● **Point localization data**

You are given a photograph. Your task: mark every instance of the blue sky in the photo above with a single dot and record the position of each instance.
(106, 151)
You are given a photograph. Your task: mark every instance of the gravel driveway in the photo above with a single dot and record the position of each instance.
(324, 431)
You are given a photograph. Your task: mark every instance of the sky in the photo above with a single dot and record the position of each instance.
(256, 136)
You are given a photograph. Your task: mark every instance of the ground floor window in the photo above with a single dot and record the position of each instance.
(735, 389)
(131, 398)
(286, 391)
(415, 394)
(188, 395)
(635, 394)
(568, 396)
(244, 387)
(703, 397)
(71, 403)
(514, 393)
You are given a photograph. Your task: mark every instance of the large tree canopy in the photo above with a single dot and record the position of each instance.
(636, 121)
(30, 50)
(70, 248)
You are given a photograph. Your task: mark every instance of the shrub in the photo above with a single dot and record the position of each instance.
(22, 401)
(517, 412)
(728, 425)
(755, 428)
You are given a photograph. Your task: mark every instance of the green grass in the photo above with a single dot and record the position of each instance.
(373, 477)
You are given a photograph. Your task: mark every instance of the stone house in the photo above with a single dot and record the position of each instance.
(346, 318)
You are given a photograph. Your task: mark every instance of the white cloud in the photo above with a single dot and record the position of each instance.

● **The problem**
Your answer must be every record above, set down exactly as written.

● **Worked solution**
You are given a photograph. Your task: mark every instance of the blue sky in the photo above with a single dot and record the position of each instance.
(106, 151)
You are given a photograph. Your task: mark every instance of the gravel driveway in the photo above with a single dot and record the position of each instance.
(324, 431)
You are given a photograph. Your task: mark every instance of the sky in the photo above with a single dot and record the position of each instance.
(256, 136)
You are given a photograph. Your task: mark every instance of the ground floor window in the photo above with a single dot and record the position of each instance.
(735, 389)
(131, 398)
(286, 391)
(415, 394)
(188, 395)
(635, 394)
(568, 396)
(244, 387)
(703, 397)
(71, 403)
(514, 393)
You are given a photograph. Your task: mark every instance of the large tree canopy in the photo above with a single dot and record the position of each instance.
(636, 121)
(30, 50)
(70, 248)
You are given a photograph. Your task: mark every instance of the shrub in the photo above with a single dot and record the position of each instance.
(22, 401)
(517, 412)
(728, 425)
(755, 428)
You are given a photograph. Your task: mark every instance of the green grass in the photo above with a single dot and record the position of each instance.
(373, 477)
You are given a photograph. Your task: mark every instance of the stone house in the photo above with a single dot and record the position of each instance.
(346, 318)
You are given a photograph. Your task: mark every instance of the white cloud in the photo above with a single dot and record the position of each instance.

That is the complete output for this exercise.